FEDERAL AND STATE LAWS AND REGULATION OF BANKS AND BANK HOLDING COMPANIES

Bank holding companies and banks are extensively regulated under both federal
and state law. To the extent that the following information describes statutory
and regulatory provisions, it is qualified in its entirety by reference to the
particular statutory and regulatory provisions. Any change in applicable law or
regulation may have a material effect on the business of the Company and its
subsidiaries.

Savannah Bank is subject to extensive supervision and regulation by the OCC, and
Bryan Bank is subject to extensive supervision by the GBDF and the FDIC. The
regulator of each bank is responsible for overseeing the affairs of all banks
and periodically examines banks to determine their compliance with laws and
regulations. Banks must make quarterly call reports of their financial condition
and results of operations to the FDIC, who reviews the call report information
for accuracy, consistency and reasonableness. Quarterly Call Report financial
information is made available to regulators and the public approximately 45 days
after each quarter-end. Regulators use this data for quarterly offsite
monitoring of the financial condition of banks. Quarterly holding company
reports are filed with the Federal Reserve Bank of Atlanta (FRB) within 45 days
of each quarter-end. This financial information is reviewed by the FRB for
accuracy, consistency and reasonableness and is also made available to holding
company database providers within 75 days of the end of each quarter. Bank
analysts, regulators and consultants regularly use this information in analyzing
historical and expected performance of banks and bank holding companies.

In addition, the regulators have authority to issue cease and desist orders
against banks and bank holding companies, which are about to engage, are
engaging or have engaged in an unsafe or unsound practice in the conduct of
their business. The regulators can order affirmative action to correct any harm
resulting from a violation of practice, including, but not limited to, making
restitution and providing reimbursement or guarantees against loss in certain
cases. Regulators also administer several federal statutes such as the Community
Reinvestment Act and the Depository Institution Management Interlocks Act, which
apply to national banks. The Subsidiary Banks also are subject to special
examination by the FDIC and to certain FDIC regulations.

Regulators have adopted risk-based capital requirements that specify the minimum
level for which no prompt corrective action is required. In addition, the FDIC
adopted FDIC insurance assessment rates based on certain risk-based and equity
capital ratios. The table in Note 12 of the notes to the consolidated financial
statements in the 2002 Annual Report shows the capital ratios for the Company,
and the regulatory minimum capital ratios at December 31, 2002. The capital
ratios of the Company and each Subsidiary Bank exceeded the ratios required to
be "well-capitalized" by the FDIC.

A national banking association is insured by the FDIC and must be a member of
the Federal Reserve System. Therefore, the Subsidiary Banks are subject to
applicable provisions of the Federal Reserve Act, which restrict the ability of
any national bank to extend credit to its parent holding company. Additionally,
a national banking association cannot extend credit to any affiliate (including
its parent and non-bank subsidiaries of its parent) to purchase the assets
thereof, to issue a guarantee, acceptance or letter of credit (including an
endorsement or standby letter of credit) to its affiliates, or to invest in the

9


stock or securities thereof or to take such stock or securities as collateral
for loans to any borrower.

### Recorded data

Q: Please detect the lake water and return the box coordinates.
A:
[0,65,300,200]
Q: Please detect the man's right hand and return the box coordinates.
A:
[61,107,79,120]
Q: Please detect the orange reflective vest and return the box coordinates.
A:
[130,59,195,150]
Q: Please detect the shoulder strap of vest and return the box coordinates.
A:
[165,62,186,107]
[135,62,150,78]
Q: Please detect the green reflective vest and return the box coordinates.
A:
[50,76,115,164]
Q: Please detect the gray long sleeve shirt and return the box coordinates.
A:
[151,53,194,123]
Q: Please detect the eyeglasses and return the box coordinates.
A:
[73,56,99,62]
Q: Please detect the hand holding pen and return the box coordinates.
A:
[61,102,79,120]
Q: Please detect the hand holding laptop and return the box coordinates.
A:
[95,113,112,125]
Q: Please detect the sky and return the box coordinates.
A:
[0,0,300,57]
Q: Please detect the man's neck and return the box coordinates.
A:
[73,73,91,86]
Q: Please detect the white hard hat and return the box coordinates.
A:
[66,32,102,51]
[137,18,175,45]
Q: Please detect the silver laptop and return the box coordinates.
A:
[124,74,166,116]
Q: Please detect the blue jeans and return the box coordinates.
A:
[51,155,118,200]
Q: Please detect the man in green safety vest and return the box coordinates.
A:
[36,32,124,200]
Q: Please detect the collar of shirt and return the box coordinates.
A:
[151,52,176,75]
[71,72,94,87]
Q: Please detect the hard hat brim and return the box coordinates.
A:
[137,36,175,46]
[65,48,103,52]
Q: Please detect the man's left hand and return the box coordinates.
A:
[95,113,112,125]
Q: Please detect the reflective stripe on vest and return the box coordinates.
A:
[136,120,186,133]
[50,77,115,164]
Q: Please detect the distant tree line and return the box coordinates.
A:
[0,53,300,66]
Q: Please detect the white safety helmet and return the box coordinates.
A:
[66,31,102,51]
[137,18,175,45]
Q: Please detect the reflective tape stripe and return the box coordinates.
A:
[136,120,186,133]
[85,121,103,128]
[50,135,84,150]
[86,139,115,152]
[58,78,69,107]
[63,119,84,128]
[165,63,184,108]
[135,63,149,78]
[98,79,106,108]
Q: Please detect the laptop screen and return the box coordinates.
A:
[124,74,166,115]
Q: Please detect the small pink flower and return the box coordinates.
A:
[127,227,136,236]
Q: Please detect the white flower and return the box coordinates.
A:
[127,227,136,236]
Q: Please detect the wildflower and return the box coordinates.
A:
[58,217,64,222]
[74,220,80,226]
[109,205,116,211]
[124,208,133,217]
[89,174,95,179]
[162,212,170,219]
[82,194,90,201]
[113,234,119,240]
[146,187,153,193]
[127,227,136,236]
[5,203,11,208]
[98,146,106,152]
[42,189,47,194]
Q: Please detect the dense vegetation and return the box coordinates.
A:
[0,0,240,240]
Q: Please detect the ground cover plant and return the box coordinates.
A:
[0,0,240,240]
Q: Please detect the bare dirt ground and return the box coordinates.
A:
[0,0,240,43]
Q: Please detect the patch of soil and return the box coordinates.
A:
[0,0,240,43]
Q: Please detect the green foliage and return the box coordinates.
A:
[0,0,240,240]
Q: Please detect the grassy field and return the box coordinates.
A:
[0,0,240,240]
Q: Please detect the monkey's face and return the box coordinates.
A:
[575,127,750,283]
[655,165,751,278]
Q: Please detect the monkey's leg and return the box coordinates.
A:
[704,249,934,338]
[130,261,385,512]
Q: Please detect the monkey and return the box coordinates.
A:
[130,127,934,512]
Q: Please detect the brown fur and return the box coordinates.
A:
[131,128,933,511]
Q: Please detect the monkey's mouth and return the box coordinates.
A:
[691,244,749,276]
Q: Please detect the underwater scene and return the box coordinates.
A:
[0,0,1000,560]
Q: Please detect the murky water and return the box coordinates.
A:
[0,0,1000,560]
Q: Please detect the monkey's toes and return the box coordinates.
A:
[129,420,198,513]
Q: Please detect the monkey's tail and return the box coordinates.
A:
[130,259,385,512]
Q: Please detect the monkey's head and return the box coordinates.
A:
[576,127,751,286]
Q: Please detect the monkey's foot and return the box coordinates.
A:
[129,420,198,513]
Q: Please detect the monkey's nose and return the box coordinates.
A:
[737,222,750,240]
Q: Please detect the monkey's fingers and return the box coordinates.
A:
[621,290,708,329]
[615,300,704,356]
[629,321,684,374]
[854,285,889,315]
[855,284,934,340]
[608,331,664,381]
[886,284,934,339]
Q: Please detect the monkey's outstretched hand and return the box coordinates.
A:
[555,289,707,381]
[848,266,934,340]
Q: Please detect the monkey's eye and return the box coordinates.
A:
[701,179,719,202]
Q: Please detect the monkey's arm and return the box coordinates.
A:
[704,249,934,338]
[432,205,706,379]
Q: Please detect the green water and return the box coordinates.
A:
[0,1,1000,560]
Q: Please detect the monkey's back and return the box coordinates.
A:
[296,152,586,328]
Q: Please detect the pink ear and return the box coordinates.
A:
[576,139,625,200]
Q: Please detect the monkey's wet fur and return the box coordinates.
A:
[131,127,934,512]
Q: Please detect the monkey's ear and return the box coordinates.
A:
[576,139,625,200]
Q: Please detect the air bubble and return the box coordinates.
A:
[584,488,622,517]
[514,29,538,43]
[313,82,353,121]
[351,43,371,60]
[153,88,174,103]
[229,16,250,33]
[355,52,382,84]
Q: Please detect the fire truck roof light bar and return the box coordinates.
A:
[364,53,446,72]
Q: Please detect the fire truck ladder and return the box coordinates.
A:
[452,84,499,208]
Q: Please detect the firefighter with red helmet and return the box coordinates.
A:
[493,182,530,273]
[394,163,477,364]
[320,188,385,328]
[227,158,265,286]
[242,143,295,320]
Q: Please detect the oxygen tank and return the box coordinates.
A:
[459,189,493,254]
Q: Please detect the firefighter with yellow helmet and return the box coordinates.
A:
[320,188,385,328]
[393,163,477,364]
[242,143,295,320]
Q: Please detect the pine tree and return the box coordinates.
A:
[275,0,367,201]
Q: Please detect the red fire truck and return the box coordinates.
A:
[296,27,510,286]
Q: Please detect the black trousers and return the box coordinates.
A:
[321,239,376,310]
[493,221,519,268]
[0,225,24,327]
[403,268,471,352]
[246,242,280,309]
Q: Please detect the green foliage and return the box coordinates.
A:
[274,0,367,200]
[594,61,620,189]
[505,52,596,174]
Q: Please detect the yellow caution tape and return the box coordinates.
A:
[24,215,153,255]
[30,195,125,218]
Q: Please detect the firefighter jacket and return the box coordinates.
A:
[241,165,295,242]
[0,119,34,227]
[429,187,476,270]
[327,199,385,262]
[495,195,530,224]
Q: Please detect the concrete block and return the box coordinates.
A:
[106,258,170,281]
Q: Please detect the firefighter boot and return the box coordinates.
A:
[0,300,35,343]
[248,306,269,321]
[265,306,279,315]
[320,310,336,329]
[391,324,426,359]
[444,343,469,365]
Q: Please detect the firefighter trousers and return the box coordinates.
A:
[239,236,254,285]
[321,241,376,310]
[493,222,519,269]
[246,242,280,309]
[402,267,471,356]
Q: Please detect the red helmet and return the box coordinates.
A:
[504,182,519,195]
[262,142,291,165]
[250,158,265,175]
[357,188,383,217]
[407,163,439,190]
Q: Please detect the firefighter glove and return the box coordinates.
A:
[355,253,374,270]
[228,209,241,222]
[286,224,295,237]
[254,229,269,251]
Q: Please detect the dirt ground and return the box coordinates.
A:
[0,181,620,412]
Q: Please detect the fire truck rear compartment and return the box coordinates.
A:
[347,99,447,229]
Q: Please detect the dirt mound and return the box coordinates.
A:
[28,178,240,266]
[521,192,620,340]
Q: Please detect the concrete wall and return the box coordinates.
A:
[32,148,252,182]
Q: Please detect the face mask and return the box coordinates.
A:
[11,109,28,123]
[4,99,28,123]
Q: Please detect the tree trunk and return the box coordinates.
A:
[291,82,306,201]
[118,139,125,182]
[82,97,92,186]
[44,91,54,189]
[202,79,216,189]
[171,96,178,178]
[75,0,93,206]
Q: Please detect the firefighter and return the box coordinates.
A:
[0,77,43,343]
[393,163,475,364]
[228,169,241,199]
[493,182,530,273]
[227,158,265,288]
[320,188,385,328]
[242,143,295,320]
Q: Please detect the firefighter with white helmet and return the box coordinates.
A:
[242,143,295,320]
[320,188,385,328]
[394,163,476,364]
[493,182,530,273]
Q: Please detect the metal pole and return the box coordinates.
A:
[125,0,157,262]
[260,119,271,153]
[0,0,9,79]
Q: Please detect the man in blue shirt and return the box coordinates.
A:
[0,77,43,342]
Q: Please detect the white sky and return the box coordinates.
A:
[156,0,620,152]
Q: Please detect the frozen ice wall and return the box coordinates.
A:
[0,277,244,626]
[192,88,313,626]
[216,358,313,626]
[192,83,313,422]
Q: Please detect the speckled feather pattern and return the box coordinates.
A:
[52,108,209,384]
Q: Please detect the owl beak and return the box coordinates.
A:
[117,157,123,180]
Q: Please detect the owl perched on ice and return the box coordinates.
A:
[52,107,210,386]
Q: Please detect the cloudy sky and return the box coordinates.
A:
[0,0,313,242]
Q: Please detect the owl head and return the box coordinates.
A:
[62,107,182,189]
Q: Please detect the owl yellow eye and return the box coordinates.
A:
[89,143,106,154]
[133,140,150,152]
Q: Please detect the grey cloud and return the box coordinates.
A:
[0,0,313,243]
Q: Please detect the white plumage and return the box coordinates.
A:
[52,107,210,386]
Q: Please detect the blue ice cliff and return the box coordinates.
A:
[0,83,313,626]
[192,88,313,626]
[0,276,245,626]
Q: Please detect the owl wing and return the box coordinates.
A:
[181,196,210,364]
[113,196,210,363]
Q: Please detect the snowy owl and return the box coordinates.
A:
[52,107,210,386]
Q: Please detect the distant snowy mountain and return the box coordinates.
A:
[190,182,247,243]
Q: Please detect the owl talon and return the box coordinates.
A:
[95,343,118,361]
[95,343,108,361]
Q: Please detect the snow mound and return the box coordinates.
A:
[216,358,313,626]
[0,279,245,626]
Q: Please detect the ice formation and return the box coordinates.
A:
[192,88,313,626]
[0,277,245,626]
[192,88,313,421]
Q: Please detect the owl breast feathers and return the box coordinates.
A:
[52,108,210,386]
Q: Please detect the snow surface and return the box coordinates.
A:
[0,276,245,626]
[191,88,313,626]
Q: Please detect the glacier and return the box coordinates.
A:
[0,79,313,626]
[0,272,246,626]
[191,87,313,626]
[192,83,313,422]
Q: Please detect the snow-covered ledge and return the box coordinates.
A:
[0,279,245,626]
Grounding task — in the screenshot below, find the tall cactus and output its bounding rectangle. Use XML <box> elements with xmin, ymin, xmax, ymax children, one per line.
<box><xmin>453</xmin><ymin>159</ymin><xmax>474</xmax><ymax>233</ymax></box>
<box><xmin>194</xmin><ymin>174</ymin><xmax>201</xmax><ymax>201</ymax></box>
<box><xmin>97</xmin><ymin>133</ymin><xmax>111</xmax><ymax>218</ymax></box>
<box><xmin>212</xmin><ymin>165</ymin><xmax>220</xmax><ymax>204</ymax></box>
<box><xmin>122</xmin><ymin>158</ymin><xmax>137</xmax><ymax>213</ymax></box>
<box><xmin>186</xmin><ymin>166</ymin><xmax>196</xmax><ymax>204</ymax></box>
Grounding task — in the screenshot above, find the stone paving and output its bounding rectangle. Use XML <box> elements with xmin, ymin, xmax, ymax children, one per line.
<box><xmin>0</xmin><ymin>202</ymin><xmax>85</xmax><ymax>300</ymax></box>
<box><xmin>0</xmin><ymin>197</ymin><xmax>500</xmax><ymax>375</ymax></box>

### Task set
1. Render this sentence from the bank regulation excerpt in Spanish: "Regulators use this data for quarterly offsite monitoring of the financial condition of banks."
2. Retype the bank regulation excerpt word for word, everything from "Bank holding companies and" down to "subsidiaries.".
Work only from the bank regulation excerpt, without help from any other source.

### Solutions for each task
1. Los reguladores utilizan estos datos para el monitoreo trimestral a distancia de la situación financiera de los bancos.

2.
Bank holding companies and banks are extensively regulated under both federal
and state law. To the extent that the following information describes statutory
and regulatory provisions, it is qualified in its entirety by reference to the
particular statutory and regulatory provisions. Any change in applicable law or
regulation may have a material effect on the business of the Company and its
subsidiaries.